Opinión | Algo personal

València

Tiempo de revuelta

Como las moscas de Esopo o Samaniego, mi vida laboral era abducida como una maldición por la amarga miel del finiquito

El grupo en 1976.

El grupo en 1976. / Levante-EMV

Miro las fotografías de entonces. No sé si eso es bueno. Alguien diría que no, que lo de antes te lleva demasiadas veces a ese pasado que se vuelve dulce porque de alguna manera has de dejar con dos palmos de narices los zarpazos de Godzilla. A estas alturas, de casi todo hace ya más de cuarenta años. Cuando las fotografías, no llegaríamos a los treinta. O a bastantes menos, en algunos casos. Los sitios también entran en el juego. Los hay que no me suenan de nada. Incluso algunos rostros me resultan desconocidos, como si en el grupo se hubieran colado sin que nadie se diera cuenta los fantasmas. Los vacíos que se abren en la memoria. Ese remolino de círculos concéntricos por el que dan vueltas y vueltas como en un tiovivo lo que fuimos, la edad de una inocencia que luego debimos poner en cuarentena, todo lo que vivimos, con más o menos destreza, no sé si a contracorriente y muchas veces también a contratodo.
______
CONJUNTO DE TAREAS:
(a) ¿Qué comparaciones introducidas por «como» aparecen en el artículo «Tiempo de revuelta»? Enuméralas todas.
(b) Escribe cómo sigue el artículo «Tiempo de revuelta» después de su última oración.

Registros de datos:
______
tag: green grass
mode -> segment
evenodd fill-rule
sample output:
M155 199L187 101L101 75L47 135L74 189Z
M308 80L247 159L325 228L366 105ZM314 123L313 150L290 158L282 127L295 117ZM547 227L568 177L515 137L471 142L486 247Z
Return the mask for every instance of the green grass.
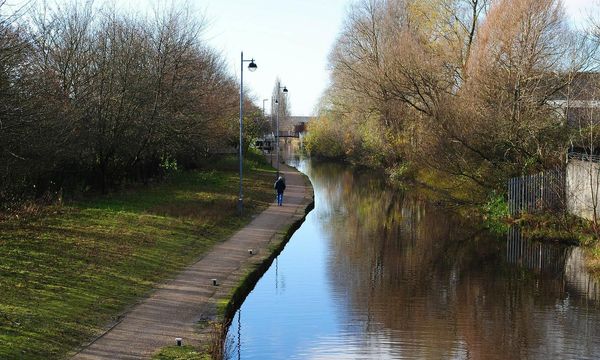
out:
M210 360L210 355L202 355L191 346L169 346L160 349L152 360Z
M240 218L231 162L0 221L0 359L65 358L264 209L274 173L252 159Z

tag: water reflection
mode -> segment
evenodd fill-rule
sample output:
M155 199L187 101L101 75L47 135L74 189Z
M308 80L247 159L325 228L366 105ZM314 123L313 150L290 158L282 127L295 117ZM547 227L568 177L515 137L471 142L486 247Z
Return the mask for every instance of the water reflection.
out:
M377 174L298 165L316 208L242 306L242 359L600 353L597 286L574 249L499 239Z

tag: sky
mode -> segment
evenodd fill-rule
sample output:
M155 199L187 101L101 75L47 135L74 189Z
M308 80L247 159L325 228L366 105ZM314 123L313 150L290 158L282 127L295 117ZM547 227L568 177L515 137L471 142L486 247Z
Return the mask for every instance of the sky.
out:
M566 0L581 22L594 0ZM221 51L239 76L240 52L254 58L257 71L244 71L244 89L266 112L276 78L289 92L293 115L313 115L329 83L328 55L351 0L196 0L209 25L208 42Z
M24 0L8 0L18 3ZM62 1L62 0L58 0ZM114 1L134 12L152 11L153 4L188 4L206 19L203 34L239 79L240 53L254 58L258 69L245 63L244 91L269 113L276 79L289 90L291 112L313 115L329 83L328 55L353 0L96 0ZM567 13L582 24L600 0L564 0Z

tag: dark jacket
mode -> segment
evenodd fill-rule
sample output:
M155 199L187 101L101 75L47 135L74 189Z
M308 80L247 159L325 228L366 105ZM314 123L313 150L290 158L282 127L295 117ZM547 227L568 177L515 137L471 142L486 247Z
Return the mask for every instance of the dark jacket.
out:
M275 190L277 190L278 194L283 194L283 190L285 190L285 180L283 179L277 179L277 181L275 181Z

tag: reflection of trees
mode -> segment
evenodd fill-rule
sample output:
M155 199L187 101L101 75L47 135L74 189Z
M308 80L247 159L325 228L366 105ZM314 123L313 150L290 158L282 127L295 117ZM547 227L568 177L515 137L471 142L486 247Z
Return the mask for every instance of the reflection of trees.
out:
M310 172L317 215L332 239L333 288L364 332L391 330L390 340L402 344L394 351L423 358L541 356L544 347L561 353L567 346L553 334L593 324L572 309L557 324L553 309L567 297L563 277L507 265L506 244L466 220L369 174L330 164L313 164Z

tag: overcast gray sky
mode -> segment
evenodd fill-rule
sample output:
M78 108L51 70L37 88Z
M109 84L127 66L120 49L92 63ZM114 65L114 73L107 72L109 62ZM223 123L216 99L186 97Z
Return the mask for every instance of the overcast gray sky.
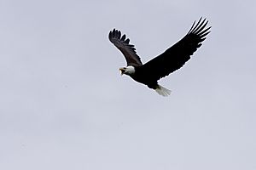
______
RESULTADOS:
(a)
- como las moscas de Esopo o Samaniego
- como una maldición
- como si en el grupo se hubieran colado sin que nadie se diera cuenta los fantasmas
- como en un tiovivo

(b)
Llegué a las Escuelas Profesionales San José, en València, después del que sería el primer despido de mi vida en la Universidad Laboral de Cheste. Luego vendrían más. Como las moscas de Esopo o Samaniego, mi vida laboral era abducida como una maldición por la amarga miel del finiquito. Alguna vez lo dije. Si los despidos cotizaran para un buen currículo, seguro que el mío, ahora mismo y a pesar de los aranceles de Trump, habría llegado a cotizar en Bolsa. La verdad es que, ahora que me acuerdo, si no hubiera sido por aquel primer quebranto en la Laboral igual no estaría escribiendo esta columna. Mientras Goyo Sevilla y yo recogíamos las cosas para dejar el curro, leí un anuncio en el periódico: un concurso de relatos.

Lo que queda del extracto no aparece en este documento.